Dataset extract Start Marker

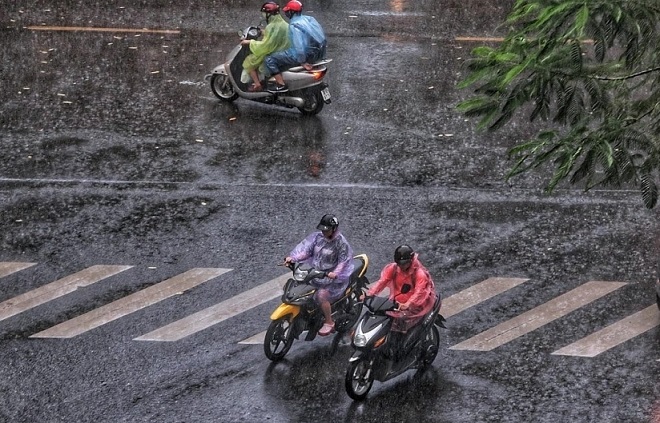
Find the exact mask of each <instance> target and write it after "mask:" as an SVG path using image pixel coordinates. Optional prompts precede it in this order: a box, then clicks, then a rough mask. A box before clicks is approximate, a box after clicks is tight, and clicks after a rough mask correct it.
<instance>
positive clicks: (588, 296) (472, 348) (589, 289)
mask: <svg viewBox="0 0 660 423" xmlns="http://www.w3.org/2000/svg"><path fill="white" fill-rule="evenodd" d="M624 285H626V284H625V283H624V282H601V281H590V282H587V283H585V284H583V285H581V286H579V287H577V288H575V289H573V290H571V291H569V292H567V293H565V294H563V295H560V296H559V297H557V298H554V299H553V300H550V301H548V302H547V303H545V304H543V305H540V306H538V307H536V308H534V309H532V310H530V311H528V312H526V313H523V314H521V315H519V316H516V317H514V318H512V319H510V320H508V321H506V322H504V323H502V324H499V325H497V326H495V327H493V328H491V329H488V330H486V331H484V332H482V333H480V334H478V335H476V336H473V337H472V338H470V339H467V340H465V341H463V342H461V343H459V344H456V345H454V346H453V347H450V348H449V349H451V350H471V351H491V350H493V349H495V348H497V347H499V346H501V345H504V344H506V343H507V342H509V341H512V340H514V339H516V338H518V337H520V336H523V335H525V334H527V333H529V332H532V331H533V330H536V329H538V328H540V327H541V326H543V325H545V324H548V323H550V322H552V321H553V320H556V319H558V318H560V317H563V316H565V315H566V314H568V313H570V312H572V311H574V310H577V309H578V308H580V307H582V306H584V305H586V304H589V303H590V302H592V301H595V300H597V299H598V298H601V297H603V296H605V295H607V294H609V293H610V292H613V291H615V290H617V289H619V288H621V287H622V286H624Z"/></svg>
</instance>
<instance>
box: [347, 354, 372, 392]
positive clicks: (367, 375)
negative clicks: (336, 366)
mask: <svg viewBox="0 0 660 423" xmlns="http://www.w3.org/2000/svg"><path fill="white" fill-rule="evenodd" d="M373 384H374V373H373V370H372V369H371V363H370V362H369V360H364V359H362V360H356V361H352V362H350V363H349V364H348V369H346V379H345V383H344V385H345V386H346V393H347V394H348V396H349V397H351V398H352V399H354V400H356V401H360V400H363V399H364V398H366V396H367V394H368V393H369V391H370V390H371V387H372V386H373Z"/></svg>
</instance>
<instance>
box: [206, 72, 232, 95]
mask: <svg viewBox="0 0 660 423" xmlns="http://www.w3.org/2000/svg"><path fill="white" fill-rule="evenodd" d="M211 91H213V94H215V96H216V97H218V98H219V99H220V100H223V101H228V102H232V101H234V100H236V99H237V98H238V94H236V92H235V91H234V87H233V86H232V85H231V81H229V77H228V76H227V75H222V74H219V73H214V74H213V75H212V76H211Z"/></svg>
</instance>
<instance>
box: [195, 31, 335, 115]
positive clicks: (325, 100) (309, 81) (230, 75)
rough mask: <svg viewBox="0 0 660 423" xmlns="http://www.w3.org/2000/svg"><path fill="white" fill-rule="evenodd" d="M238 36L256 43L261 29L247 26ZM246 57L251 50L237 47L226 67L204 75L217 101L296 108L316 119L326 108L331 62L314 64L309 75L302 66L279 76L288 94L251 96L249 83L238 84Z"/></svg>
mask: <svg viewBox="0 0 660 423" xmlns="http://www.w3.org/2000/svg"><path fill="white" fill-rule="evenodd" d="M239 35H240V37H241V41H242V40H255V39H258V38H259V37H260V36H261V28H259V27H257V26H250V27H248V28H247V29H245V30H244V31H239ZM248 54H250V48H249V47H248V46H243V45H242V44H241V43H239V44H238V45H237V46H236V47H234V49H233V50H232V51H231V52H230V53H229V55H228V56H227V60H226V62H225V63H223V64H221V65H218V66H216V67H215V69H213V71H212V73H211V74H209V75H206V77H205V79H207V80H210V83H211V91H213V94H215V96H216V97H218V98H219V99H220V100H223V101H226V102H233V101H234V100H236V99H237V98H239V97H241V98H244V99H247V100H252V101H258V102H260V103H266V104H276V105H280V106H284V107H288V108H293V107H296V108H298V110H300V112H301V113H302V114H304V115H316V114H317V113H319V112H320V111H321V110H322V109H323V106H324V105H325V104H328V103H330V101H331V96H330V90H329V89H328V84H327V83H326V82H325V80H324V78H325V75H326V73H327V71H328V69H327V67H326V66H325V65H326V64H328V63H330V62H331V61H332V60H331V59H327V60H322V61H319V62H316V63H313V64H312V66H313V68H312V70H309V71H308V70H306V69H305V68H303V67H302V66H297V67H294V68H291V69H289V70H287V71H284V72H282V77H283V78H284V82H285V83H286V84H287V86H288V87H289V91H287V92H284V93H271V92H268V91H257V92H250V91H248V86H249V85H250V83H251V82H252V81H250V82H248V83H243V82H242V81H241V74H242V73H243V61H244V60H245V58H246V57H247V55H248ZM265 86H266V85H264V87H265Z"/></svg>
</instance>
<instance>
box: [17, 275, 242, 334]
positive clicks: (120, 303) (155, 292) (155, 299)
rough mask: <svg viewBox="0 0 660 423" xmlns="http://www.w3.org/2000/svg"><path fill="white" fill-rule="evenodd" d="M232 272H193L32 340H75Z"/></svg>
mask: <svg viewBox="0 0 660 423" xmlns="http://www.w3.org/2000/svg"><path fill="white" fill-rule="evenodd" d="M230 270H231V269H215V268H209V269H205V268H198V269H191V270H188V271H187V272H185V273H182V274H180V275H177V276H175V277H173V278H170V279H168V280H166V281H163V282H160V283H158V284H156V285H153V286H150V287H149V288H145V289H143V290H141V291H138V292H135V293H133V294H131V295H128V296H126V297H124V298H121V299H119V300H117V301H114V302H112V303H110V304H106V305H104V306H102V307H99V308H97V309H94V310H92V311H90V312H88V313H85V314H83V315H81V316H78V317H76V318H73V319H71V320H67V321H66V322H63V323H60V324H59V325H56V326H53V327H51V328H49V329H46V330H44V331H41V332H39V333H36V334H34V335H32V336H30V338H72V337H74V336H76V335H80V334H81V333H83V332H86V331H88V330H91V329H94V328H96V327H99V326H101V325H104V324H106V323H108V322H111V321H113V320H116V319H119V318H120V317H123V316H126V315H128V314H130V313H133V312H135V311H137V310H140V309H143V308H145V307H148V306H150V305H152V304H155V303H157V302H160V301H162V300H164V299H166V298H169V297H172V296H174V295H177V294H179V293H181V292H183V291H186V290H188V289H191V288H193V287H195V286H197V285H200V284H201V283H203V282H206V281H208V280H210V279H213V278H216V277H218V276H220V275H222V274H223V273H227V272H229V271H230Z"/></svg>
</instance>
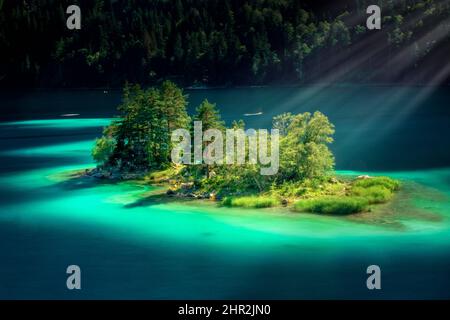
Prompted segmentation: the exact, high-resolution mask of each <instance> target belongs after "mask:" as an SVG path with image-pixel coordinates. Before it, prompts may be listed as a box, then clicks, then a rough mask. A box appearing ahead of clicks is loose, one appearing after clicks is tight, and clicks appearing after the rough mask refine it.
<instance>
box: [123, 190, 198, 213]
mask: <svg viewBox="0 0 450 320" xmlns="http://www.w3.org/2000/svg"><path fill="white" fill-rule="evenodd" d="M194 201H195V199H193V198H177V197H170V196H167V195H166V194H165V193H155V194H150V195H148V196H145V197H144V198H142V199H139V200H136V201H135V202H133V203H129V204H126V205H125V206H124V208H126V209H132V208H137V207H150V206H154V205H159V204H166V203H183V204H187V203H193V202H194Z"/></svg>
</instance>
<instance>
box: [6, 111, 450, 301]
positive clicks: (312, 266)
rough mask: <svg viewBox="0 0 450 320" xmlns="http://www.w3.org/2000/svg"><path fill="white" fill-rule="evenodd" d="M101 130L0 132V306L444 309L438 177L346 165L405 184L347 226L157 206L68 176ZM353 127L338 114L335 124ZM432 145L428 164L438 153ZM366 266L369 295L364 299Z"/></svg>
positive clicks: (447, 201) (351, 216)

Dataset extract End Marker
Dataset extract Start Marker

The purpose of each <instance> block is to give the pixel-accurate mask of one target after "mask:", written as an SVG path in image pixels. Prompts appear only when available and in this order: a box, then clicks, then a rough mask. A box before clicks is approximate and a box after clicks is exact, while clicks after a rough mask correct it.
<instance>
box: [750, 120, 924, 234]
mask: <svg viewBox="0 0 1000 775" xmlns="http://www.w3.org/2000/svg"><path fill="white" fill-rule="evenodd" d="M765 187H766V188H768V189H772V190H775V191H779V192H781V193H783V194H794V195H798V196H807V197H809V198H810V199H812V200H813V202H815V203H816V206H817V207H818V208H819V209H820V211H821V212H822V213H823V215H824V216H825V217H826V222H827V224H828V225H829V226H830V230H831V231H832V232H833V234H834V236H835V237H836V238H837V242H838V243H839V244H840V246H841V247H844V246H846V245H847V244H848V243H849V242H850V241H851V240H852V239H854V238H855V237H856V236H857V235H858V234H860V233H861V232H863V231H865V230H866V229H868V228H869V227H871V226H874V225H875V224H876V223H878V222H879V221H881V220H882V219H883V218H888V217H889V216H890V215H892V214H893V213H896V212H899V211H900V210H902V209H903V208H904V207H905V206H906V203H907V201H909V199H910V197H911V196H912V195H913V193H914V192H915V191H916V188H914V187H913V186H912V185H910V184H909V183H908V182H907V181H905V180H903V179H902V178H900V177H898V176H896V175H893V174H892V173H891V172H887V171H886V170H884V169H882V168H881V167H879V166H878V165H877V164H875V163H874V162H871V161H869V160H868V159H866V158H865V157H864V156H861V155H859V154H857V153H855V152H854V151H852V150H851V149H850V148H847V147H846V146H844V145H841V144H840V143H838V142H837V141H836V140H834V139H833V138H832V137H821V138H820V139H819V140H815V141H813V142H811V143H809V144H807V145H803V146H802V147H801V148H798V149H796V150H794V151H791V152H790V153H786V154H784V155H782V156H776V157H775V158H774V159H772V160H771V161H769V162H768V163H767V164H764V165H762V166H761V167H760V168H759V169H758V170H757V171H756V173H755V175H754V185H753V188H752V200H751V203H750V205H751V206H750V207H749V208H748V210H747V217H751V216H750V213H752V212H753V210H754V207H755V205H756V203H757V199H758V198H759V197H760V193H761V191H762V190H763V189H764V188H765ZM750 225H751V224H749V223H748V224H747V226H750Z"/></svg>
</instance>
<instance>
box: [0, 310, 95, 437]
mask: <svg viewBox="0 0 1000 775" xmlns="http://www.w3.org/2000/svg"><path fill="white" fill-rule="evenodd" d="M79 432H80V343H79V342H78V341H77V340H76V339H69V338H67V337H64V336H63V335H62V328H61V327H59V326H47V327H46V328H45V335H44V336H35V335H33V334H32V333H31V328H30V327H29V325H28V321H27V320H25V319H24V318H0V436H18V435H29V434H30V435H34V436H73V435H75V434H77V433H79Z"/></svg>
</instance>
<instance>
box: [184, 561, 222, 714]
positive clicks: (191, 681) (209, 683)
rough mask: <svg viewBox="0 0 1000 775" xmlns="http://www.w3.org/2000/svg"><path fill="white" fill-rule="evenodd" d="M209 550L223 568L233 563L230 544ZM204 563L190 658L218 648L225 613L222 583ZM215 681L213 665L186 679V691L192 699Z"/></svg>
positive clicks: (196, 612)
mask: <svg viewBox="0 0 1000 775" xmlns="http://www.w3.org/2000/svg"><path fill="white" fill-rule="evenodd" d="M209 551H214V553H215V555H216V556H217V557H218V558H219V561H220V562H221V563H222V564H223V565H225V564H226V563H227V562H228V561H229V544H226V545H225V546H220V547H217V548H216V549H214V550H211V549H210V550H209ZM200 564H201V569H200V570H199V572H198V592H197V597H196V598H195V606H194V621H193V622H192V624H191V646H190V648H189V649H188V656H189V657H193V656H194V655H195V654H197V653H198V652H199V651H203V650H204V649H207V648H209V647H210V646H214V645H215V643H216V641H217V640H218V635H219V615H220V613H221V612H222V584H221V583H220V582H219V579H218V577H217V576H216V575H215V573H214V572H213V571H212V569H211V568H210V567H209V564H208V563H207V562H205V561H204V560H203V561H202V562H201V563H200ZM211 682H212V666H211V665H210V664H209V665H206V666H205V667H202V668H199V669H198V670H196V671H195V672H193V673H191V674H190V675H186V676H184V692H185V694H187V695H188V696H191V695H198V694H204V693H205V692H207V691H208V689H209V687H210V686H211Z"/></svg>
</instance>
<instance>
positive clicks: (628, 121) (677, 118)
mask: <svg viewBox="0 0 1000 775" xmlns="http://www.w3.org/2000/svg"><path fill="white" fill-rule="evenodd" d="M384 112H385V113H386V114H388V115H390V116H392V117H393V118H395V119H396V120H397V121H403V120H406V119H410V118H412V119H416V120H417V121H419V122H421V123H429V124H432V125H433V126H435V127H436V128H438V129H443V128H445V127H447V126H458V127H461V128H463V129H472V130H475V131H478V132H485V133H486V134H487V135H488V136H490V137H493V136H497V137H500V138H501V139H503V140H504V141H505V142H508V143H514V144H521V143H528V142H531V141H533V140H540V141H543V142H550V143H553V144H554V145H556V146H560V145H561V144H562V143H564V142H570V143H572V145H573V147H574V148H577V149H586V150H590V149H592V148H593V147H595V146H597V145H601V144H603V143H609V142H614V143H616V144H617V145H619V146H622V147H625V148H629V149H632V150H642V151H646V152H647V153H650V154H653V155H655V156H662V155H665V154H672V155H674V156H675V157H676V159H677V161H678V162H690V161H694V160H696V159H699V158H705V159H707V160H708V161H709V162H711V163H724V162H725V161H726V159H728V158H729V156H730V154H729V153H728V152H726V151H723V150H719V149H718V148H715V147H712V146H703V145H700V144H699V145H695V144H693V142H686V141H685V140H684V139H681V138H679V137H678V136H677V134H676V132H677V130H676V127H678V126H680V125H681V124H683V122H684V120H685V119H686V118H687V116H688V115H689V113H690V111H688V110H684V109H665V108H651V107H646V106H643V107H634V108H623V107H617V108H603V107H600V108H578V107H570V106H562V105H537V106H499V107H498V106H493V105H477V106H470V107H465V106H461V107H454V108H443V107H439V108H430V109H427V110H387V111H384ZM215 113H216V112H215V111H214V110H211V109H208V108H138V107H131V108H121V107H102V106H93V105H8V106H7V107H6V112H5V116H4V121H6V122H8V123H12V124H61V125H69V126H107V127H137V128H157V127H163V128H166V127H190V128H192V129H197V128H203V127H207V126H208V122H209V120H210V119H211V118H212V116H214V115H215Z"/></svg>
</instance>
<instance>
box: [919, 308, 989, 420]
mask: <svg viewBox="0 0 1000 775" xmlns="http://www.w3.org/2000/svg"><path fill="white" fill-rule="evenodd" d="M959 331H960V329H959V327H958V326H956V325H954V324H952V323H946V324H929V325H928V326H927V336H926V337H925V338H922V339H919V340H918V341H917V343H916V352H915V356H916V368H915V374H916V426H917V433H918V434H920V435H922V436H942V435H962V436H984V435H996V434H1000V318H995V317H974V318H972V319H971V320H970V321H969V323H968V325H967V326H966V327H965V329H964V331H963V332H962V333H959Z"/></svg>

Dataset extract End Marker

Task brief
Please reproduce, character for character, the lines of the entries from the one containing "The purpose of" through the one containing "box: [750, 120, 924, 234]", inclusive.

Worked solution
The purpose of each <instance> block is to give the pixel-accurate mask of one target after "mask:", written as an SVG path in image pixels. Prompts appear only when available and in this order: a box, then clicks, then a rough mask. A box before clicks is approximate and a box after clicks is exact, while clicks after a rough mask correct it.
<instance>
box: [750, 120, 924, 234]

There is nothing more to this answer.